» **Document text**
[Start]

# Orientation



## mdddd1717 (Jun 26, 2017)

I was hired a couple weeks ago and I have my orientation coming up soon and I have a few questions that hopefully you guys can help me with.

1) I know this is probably different everywhere, but where do I go as soon as I go in for orientation? Do I need to check in with guest services? 

2) I'm not completely sure what to wear... the lady on the phone told me but I think I may have misunderstood her. I'm pretty sure she said there was no need for red and khaki so I was thinking just a red shirt and jeans just to be safe.

3) Does anyone know about how long orientation lasts?

4) What does orientation consist of? 

5) I know I have a vacation that I'll need off in a couple weeks, will it be OK if that interferes with my training? How do I get this time off?

Thanks!


----------



## Doglover89 (Jun 26, 2017)

1) At my store, yes- guest services. 
2) Just something nice and neat looking. No need for the red & khaki. You should be good with a red shirt and jeans, as long as they don't have holes.
3) Usually a couple hours.
4) Watching training videos, filling out paperwork, getting a tour of the store, receiving your training schedule and discount card, etc.
5) You should have already told your HR/interviewers about any time off you'd need. Since you didn't, let them know ASAP and make sure they can accommodate you.


----------



## Militantagnostic (Jun 26, 2017)

You may get some cashier training as well


----------



## HRZone (Jun 26, 2017)

mdddd1717 said:


> I'm pretty sure she said there was no need for red and khaki so I was thinking just a red shirt and jeans just to be safe.



They don't want guest to bother you during the be the guest activity so they generally don't want you to wear red and khaki until your first real shift.



mdddd1717 said:


> 3) Does anyone know about how long orientation lasts?



No one can tell you that but your store. My old store did almost all training and so orientation was a legit 8 hour shift, my first store it was only a 3 hour thing. If you are just curious thats one thing but if you need to be somewhere you would be wise to call and ask.



mdddd1717 said:


> 5) I know I have a vacation that I'll need off in a couple weeks, will it be OK if that interferes with my training? How do I get this time off?

[End]

» **Task statement**
Copy word for word the part of the orientation thread that begins with the words "3) Usually a" and ends with "Militantagnostic (Jun 26, 2017)". The material after this point is separate from the orientation thread.

» **Material provided**
[Start]

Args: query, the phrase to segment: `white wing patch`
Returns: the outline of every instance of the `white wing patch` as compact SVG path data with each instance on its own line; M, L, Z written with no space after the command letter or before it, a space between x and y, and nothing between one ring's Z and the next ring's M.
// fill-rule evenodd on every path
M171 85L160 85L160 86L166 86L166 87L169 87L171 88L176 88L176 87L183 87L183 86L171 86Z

[End]

» **The solution**
3) Usually a couple hours.
4) Watching training videos, filling out paperwork, getting a tour of the store, receiving your training schedule and discount card, etc.
5) You should have already told your HR/interviewers about any time off you'd need. Since you didn't, let them know ASAP and make sure they can accommodate you.


----------



## Militantagnostic (Jun 26, 2017)